Sur ces trois raisons, nous pensons que les militants qui s’apprêtent à voter Ségolène Royal sont dans l’erreur. Nous ne soutenons ni Laurent Fabius, ni DSK, mais nous invitons les militants à réfléchir aux indices qui laissent penser qu’en choisissant Ségolène Royal, le PS s’engouffre dans une impasse et se prépare à l’erreur fatale.

1. Sur le plan stratégique en premier lieu, tout laisse à penser que les chances de Ségolène Royal de mener une bonne campagne présidentielle sont limitées. D’abord parce que ses positions, parfois blairistes, pousseront les candidats de la gauche antilibérale à la tacler en permanence : avec une intensité encore plus forte que ce qu’avait connu Lionel Jospin en 2002, Mme Royal risque d’être la première cible des candidatures situées à la gauche du PS, qui se sont déjà déterminées contre une deuxième gauche plurielle. Ensuite, parce que la candidature de Ségolène Royal s’est construite trop longtemps dans le refus du débat contradictoire et de la confrontation. Alors que Nicolas Sarkozy et d’autres se situent déjà depuis longtemps dans le temps du débat et de la confrontation, Mme Royal y entrera un peu tardivement, et risque de chuter brutalement de son piédestal. Le mythe « Ségolène  » tombera dès lors, et la spirale de popularité dans laquelle la candidate est emportée depuis des mois pourrait se mettre à tourner dans le sens inverse. Enfin, les débats internes au PS ont montré les limites et, pour certains, les insuffisances de la candidate. Ses approximations et son ton parfois proche de l’incantation ne pourront produire que des effets dévastateurs face à des compétiteurs chevronnés et talentueux. Inutile de préciser que dans les mois qui viennent, tous les coups seront permis et que plus aucune protection (débats réglementés, questions posées par avance, etc.) ne viendront limiter la confrontation.

2. Candidate préférée de l’opinion, Ségolène Royal semble en phase avec les attentes et aspirations des Français. Mais sur ce sujet, gare à l’effet d’optique ! Apprenons en premier lieu les leçons du passé. Nombreux sont les exemples, dans les vingt dernières années, de candidats populaires qui ont fini par violemment se casser les dents à l’élection présidentielle (Barre en 1988, Balladur en 1995, etc.). A l’inverse, chaque élection a conduit au succès de celui des candidats qui souffrait de la popularité le plus en berne quelques mois avant l’élection, ou qui ne figurait qu’en piètre position dans les intentions de vote. Ce premier argument conduit directement au second : il n’est rien de plus versatile que l’opinion aujourd’hui. Les responsables d’instituts le savent bien : l’avis des Français s’avère de plus en plus changeant, sur de nombreuses thématiques (sans parler des choix électoraux dont on sait désormais qu’ils se constituent dans les derniers instants de la campagne et qu’ils ne peuvent en aucun cas être sérieusement mesurés quelques mois avant l’élection[2]). Sur des thèmes aussi variés que la décentralisation, l’éducation, ou l’Europe, les études d’opinion mettent en lumière une opinion de plus en plus incertaine et capricieuse. Ces fluctuations de l’opinion s’expliquent certainement par la multiplication des lieux de débats (on pense à Internet, aux blogs et autres forums de discussion), par la perte d’influence des médias traditionnels, mais aussi probablement par une fidélité décroissante des citoyens aux options idéologiques retenues et défendues par les partis politiques. Dès lors, c’est la responsabilité du leader politique d’incarner une vision politique, de se présenter comme force de proposition et de parvenir à convaincre l’opinion. C’est non seulement sa responsabilité (et Ségolène Royal ne semble pas du tout prête à l’endosser), mais aussi la condition sine qua non de son succès : comment un homme ou une femme politique pourrait-il conserver sa crédibilité en s’alignant en permanence sur une opinion aussi versatile ? Et comment un candidat pourrait-il espérer emporter le suffrage des Français en ne leur proposant rien d’autre que de les écouter ? Cela lasserait très rapidement.
• • • • • • •
EXERCICE PROPOSÉ 1:
Pour chacune des affirmations suivantes, indiquez par oui ou par non si elle concorde avec le texte sur Ségolène Royal, en citant à l'identique les termes qui tranchent.
(a) Les auteurs apportent leur soutien à Laurent Fabius.
(b) Barre en 1988 figure parmi les candidats populaires qui ont échoué à l'élection présidentielle.
(c) Mme Royal est entrée dans le temps du débat et de la confrontation avant Nicolas Sarkozy.
EXERCICE PROPOSÉ 2: Recopiez à l'identique tout le passage du texte sur Ségolène Royal, depuis « Sur ces trois » jusqu'à « à l’erreur fatale. » inclus.

DONNÉES FOURNIES:
• • • • • • •
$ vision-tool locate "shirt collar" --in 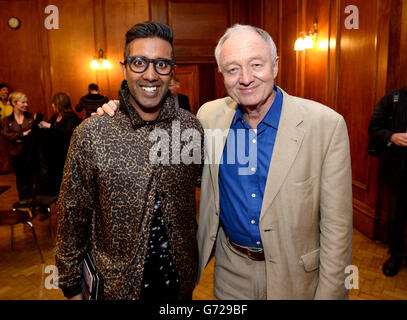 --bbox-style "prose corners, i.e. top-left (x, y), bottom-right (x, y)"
top-left (232, 85), bottom-right (283, 129)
• • • • • • •
RÉSULTAT OBTENU 1:
(a) Non : « Nous ne soutenons ni Laurent Fabius, ni DSK »
(b) Oui : « candidats populaires qui ont fini par violemment se casser les dents à l’élection présidentielle (Barre en 1988, Balladur en 1995, etc.) »
(c) Non : « Alors que Nicolas Sarkozy et d’autres se situent déjà depuis longtemps dans le temps du débat et de la confrontation, Mme Royal y entrera un peu tardivement »

RÉSULTAT OBTENU 2:
Sur ces trois raisons, nous pensons que les militants qui s’apprêtent à voter Ségolène Royal sont dans l’erreur. Nous ne soutenons ni Laurent Fabius, ni DSK, mais nous invitons les militants à réfléchir aux indices qui laissent penser qu’en choisissant Ségolène Royal, le PS s’engouffre dans une impasse et se prépare à l’erreur fatale.